## Provided records
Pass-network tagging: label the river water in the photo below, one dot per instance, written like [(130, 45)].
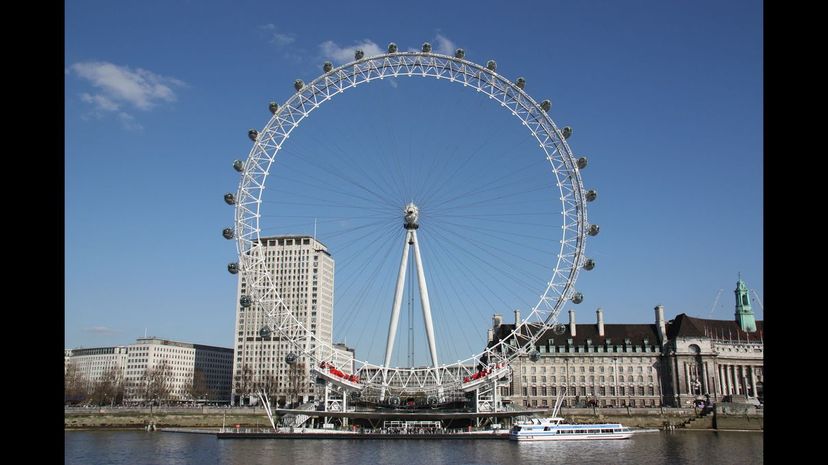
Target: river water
[(160, 448)]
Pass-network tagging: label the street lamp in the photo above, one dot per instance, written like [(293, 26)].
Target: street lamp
[(615, 369)]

## Aim of the task
Rewrite all of the records above, switching "street lamp" to "lamppost" wherever it occurs and changing nothing else. Omit the pictures from your answer.

## Reply
Pass-network tagging: label the river water in the photo below, one dot per instance, written like [(130, 45)].
Target: river water
[(160, 448)]
Pass-network tagging: label the lamppost in the photo above, one dot per instance, written like [(293, 26)].
Target: lamppost
[(615, 369)]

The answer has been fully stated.